◆ EXERCISES TO COMPLETE
1. Using the Shioda profile, decide whether each statement agrees with it: (a) the laboratory studies epigenetic reprogramming in vertebrate gonads, germ cells, and stem cells; (b) the transgenerationally transmittable disorders it describes depend on mutations in the nucleotide base sequences of genomic DNA; (c) obesity is named as an adult-onset disease. Answer yes or no for each and quote the deciding words.
2. According to the Shioda profile, in which vertebrate tissues and cell types does the laboratory study epigenetic reprogramming? List every one.
3. Answer from the Shioda profile:
(a) At which institution is Shioda an Associate Professor of Medicine?
(b) Which laboratory does he direct?
(c) Which sequencing technology does the laboratory use?

Toshihiro Shioda, MD, PhD
Associate Professor of Medicine
Harvard Medical School
Director
Molecular Profiling Laboratory
Research Summary
The Shioda laboratory investigates molecular mechanisms of epigenetic reprogramming in the genomes of vertebrate gonads, germ cells, and stem cells. We give special emphasis to the environmental epigenomics approach, which attempts to examine how toxic substances found in the environment—such as the endocrine disruptor chemicals—affect the epigenetic regulation of gene function. Epigenetic abnormalities caused by the environmental chemicals during the early stages of fetal development may later cause adult-onset diseases including obesity and cancer. If epigenetic anomalies are introduced into the genome of germ cells, transgenerationally transmittable disorders may emerge without involving mutations in the nucleotide base sequences of genomic DNA. Taking advantage of the latest progress in stem cell biology for generation of cell culture models of germ cells and the cutting-edge massively parallel DNA sequencing technology, we have set as our present goals to characterize genome-wide epigenetic changes during germ cell development and to examine how such changes are affected by environmental pollutant chemicals.

◆ LISTED ENTRIES
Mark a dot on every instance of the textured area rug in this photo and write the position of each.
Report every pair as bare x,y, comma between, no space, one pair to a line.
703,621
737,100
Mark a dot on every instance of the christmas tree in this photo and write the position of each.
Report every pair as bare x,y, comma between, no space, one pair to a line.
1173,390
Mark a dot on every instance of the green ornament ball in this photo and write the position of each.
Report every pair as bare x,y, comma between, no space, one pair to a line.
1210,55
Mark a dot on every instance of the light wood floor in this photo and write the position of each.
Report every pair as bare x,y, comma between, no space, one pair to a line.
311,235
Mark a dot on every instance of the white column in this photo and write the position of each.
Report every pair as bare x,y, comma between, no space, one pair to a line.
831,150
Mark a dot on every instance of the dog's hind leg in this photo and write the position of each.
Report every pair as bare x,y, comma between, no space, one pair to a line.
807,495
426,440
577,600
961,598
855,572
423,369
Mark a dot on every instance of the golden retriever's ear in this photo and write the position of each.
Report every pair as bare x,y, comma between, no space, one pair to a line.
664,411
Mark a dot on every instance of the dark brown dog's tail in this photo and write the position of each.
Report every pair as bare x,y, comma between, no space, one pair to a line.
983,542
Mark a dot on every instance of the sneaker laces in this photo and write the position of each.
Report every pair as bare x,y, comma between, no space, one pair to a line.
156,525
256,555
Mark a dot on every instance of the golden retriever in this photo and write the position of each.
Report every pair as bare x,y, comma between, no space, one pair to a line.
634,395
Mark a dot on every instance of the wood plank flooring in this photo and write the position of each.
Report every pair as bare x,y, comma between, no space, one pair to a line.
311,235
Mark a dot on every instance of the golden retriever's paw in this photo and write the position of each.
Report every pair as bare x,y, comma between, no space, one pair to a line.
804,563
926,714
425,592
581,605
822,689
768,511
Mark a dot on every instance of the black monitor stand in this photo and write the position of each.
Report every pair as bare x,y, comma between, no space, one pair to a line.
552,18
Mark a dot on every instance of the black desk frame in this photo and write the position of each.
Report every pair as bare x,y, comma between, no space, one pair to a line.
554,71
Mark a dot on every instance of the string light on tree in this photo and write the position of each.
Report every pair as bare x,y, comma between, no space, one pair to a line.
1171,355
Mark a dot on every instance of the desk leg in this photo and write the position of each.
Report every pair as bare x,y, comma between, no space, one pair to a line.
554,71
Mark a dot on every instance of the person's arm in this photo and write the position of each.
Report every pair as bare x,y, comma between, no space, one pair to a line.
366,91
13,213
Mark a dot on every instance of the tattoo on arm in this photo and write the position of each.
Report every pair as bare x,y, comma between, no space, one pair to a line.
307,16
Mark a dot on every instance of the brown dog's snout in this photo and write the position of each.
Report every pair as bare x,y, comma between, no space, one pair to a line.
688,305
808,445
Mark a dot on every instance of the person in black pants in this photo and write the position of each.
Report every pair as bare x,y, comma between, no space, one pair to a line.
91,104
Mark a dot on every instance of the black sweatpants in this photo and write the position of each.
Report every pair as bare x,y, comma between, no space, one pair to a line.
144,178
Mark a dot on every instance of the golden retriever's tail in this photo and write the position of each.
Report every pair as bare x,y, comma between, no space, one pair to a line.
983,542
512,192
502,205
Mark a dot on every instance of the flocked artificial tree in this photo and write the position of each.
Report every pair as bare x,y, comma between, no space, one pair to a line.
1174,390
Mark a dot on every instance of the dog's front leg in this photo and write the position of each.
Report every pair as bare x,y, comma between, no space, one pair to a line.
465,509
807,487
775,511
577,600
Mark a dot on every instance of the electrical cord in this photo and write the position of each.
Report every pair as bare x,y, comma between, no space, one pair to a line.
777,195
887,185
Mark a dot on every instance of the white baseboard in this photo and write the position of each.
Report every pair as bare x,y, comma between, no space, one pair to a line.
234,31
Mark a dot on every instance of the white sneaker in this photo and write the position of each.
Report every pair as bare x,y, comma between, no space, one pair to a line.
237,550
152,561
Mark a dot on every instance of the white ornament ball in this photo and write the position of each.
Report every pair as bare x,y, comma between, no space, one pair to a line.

◆ OUTPUTS FOR THE TASKS
1.
(a) Yes: "investigates molecular mechanisms of epigenetic reprogramming in the genomes of vertebrate gonads, germ cells, and stem cells"
(b) No: "without involving mutations in the nucleotide base sequences of genomic DNA"
(c) Yes: "adult-onset diseases including obesity and cancer"

2. Gonads, germ cells, stem cells

3.
(a) Harvard Medical School
(b) The Molecular Profiling Laboratory
(c) Massively parallel DNA sequencing technology